* [原文]
▶
Codeforces 853B Jury Meeting

下面以去往城市0的航班为例(从城市0返回的航班同理)进行分析:

  • 首先,将去的航班按照日期排好序。
  • 然后我们可以发现:对于同一个城市来说,如果有航班A和航班B两次航班,A的时间早、票价低,B的时间晚、票价高,则B无需考虑。根据这样的规律,可以过滤掉一波无用的数据。接下来只考虑过滤后的数据。
  • 过滤之后可以发现:对于同一个城市来说,目前剩下的航班的价格是按照时间依次递减的。或者说,此时如果有C和D两个航班从同一个城市起飞,C比D早,那么D一定比C便宜。如果在时间允许的情况下(即航班D能够满足k天的要求),那么D之前的所有航班都可以选择;而此时D又是从该城市起飞的航班中最便宜的,因此此时选择D是最优的。如果有航班E比D要晚,并且E满足k天的需求,那么选择E一定比选择D更优。
  • 根据这样的规律,我们可以计算出to_cost数组。to_cost数组中的第i项存放的是:如果只从前i个航班中进行选择,所有人飞往城市0花费的最小总和。这个数组是递减的 – 如果选择了第i个航班,它是从城市j起飞的,那么一定比选择比i更早的从城市j起飞的航班要优。这个数组的计算方法也很简单:假设第i个航班从城市j起飞,上一个从城市j起飞的航班的花费设为last_j_cost, 则 to_cost[i] = to_cost[i - 1] - (last_j_cost - flight[i].cost)
◀
* [已知信息]
▶
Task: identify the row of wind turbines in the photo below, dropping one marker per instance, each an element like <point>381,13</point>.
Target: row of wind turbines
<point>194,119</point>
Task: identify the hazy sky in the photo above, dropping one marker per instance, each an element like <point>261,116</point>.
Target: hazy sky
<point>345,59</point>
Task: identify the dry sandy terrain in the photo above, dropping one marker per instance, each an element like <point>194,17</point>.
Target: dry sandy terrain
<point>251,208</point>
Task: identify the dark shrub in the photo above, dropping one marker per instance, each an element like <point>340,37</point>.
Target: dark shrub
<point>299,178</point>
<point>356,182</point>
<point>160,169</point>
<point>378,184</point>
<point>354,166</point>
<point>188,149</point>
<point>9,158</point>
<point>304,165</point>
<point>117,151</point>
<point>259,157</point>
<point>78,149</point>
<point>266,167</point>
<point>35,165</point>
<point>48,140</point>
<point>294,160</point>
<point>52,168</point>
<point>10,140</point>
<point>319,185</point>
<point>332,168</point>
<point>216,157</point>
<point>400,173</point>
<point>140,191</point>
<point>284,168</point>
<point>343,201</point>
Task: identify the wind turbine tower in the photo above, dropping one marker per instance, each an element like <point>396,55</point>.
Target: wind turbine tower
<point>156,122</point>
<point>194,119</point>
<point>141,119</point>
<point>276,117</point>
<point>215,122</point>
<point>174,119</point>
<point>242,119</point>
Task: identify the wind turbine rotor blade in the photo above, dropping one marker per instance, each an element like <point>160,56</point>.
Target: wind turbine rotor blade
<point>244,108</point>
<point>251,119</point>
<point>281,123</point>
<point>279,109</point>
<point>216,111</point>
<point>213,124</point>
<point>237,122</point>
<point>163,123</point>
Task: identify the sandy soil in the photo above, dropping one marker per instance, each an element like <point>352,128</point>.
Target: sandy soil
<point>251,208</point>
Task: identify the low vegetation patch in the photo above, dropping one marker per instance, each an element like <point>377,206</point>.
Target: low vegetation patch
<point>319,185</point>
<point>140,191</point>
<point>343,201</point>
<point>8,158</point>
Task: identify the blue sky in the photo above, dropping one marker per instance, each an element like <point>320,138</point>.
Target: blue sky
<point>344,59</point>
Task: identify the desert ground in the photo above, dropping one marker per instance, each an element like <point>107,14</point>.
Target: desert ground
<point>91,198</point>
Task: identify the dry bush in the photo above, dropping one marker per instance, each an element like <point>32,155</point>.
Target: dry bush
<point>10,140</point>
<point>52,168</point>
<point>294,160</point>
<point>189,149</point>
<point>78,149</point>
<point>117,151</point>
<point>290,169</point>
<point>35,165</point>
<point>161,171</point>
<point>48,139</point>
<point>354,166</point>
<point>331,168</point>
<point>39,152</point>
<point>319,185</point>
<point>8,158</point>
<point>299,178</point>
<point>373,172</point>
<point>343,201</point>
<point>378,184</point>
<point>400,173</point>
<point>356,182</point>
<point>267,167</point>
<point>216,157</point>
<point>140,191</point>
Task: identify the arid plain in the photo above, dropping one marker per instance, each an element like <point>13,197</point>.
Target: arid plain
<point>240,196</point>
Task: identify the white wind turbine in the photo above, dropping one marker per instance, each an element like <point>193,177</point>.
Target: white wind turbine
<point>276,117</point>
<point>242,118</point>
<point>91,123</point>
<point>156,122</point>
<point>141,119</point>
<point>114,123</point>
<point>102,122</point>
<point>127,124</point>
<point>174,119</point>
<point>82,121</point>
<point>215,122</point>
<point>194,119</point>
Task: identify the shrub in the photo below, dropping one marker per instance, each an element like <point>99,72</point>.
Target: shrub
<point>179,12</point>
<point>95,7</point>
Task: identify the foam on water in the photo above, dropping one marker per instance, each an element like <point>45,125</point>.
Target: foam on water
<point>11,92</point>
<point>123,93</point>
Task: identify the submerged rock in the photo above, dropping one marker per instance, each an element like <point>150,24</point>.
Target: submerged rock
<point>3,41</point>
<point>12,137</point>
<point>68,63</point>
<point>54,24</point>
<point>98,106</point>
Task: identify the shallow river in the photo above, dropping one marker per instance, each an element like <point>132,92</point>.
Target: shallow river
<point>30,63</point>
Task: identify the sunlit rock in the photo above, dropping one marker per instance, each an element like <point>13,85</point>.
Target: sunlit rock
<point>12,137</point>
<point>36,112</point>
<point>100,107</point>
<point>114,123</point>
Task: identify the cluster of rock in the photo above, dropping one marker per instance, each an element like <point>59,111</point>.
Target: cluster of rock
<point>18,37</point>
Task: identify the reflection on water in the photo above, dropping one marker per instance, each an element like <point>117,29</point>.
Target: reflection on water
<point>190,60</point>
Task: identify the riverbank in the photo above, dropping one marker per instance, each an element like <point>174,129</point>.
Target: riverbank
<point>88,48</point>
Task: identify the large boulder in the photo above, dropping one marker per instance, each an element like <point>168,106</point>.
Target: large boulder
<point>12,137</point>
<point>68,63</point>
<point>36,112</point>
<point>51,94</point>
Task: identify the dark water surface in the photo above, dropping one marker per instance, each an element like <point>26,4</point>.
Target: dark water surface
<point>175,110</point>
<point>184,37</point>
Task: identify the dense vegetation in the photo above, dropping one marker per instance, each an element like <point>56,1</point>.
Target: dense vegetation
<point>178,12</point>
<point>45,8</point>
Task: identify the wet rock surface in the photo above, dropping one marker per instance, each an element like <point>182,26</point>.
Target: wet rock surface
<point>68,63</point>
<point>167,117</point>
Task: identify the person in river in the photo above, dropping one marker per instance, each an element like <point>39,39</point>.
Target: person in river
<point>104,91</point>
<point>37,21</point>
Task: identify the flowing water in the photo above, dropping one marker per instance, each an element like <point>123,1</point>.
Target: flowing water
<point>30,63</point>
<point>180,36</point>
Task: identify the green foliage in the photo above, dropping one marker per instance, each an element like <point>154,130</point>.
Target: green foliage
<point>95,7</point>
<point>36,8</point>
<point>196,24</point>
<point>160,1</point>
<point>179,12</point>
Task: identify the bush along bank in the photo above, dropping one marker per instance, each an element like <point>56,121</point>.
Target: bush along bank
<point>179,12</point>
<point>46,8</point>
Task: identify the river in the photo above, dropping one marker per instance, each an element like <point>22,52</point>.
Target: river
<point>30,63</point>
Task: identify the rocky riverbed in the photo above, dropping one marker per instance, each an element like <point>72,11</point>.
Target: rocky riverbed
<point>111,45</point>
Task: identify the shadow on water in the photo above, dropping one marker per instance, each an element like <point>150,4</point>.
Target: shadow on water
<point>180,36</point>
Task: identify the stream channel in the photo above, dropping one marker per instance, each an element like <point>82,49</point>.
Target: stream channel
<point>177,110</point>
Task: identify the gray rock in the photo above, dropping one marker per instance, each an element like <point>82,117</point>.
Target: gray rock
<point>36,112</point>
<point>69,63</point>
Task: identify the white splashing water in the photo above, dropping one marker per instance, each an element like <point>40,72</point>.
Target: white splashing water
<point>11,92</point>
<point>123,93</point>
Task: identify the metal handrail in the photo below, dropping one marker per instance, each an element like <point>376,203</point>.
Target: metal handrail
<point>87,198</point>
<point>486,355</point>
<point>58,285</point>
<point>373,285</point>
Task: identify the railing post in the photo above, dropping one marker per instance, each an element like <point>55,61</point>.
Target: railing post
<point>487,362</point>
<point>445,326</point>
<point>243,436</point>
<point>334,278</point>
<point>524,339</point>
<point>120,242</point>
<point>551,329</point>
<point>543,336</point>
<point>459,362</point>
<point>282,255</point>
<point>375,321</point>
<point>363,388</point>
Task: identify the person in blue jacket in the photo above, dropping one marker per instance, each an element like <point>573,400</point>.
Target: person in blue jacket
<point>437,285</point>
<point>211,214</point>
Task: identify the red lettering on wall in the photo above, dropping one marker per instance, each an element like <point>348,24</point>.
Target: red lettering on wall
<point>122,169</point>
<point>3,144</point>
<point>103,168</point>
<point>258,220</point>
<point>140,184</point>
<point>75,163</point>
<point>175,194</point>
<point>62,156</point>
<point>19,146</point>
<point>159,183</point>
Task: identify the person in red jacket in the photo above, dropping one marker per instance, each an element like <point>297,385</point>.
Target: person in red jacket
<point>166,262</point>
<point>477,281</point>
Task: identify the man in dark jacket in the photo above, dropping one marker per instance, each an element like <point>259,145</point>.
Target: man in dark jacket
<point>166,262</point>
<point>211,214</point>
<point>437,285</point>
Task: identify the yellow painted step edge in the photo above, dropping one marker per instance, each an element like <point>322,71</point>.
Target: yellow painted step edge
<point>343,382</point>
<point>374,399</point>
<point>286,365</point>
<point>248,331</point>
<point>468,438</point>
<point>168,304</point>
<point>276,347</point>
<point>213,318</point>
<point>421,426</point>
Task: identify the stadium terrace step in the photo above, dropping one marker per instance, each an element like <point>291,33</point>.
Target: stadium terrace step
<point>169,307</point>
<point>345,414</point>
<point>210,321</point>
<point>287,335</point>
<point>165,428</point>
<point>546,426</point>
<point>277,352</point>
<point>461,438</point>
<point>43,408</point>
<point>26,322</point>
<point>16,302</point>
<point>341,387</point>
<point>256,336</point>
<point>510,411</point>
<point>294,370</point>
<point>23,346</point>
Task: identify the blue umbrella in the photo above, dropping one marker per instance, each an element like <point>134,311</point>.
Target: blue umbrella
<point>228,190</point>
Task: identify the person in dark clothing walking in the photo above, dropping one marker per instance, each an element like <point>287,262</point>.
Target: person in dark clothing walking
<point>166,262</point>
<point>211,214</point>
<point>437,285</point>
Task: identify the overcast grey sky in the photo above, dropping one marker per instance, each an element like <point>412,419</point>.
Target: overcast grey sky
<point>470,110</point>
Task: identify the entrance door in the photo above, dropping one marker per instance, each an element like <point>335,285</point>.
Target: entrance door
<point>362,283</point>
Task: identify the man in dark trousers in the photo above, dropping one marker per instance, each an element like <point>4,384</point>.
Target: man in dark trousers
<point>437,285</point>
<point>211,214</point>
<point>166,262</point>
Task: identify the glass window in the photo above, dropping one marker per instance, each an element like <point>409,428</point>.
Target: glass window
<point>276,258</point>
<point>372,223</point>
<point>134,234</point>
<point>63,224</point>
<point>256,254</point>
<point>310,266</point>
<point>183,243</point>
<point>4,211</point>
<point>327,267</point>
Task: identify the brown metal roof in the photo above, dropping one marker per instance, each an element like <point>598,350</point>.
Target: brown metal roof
◀
* [问题与任务]
1) 用两句话概括 Codeforces 853B 题解的内容。
2) 从 Codeforces 853B 题解中逐字抄录一段,从“Codeforces 853B Jury”开始,到“(last_j_cost - flight[i].cost)”结束。
3) 在 Codeforces 853B 题解的最后一句之后接着往下写。

* [预期输出]
1) 以飞往城市0的航班为例,先将航班按日期排序,并且对同一城市删去时间更晚、票价更高的航班,过滤后同一城市剩余航班的价格随时间依次递减。据此可以计算递减的 to_cost 数组,其第 i 项表示只从前 i 个航班中选择时所有人飞往城市0的最小总花费,递推式为 to_cost[i] = to_cost[i - 1] - (last_j_cost - flight[i].cost)。

2)
Codeforces 853B Jury Meeting

下面以去往城市0的航班为例(从城市0返回的航班同理)进行分析:

  • 首先,将去的航班按照日期排好序。
  • 然后我们可以发现:对于同一个城市来说,如果有航班A和航班B两次航班,A的时间早、票价低,B的时间晚、票价高,则B无需考虑。根据这样的规律,可以过滤掉一波无用的数据。接下来只考虑过滤后的数据。
  • 过滤之后可以发现:对于同一个城市来说,目前剩下的航班的价格是按照时间依次递减的。或者说,此时如果有C和D两个航班从同一个城市起飞,C比D早,那么D一定比C便宜。如果在时间允许的情况下(即航班D能够满足k天的要求),那么D之前的所有航班都可以选择;而此时D又是从该城市起飞的航班中最便宜的,因此此时选择D是最优的。如果有航班E比D要晚,并且E满足k天的需求,那么选择E一定比选择D更优。
  • 根据这样的规律,我们可以计算出to_cost数组。to_cost数组中的第i项存放的是:如果只从前i个航班中进行选择,所有人飞往城市0花费的最小总和。这个数组是递减的 – 如果选择了第i个航班,它是从城市j起飞的,那么一定比选择比i更早的从城市j起飞的航班要优。这个数组的计算方法也很简单:假设第i个航班从城市j起飞,上一个从城市j起飞的航班的花费设为last_j_cost, 则 to_cost[i] = to_cost[i - 1] - (last_j_cost - flight[i].cost)

3)
  • 回来的航班也如此计算出 back_cost
  • 接下来只要同时对两个数组进行遍历就可以了。两个数组都从头开始,如果满足k天的要求,则计算出新的最小值,然后to_cost向后遍历;如果不满足k天的要求,则back_cost向后遍历。
#include <iostream>
#include <vector>
#include <algorithm>
#include <set>
using namespace std;


struct Flight {
    int day;
    int city;
    int cost;

    bool operator < (const Flight& rhs) const {
        return day < rhs.day;
    }
};

struct TotalCost {
    int day;
    long long total_cost;

    TotalCost(int _day, long long _total_cost)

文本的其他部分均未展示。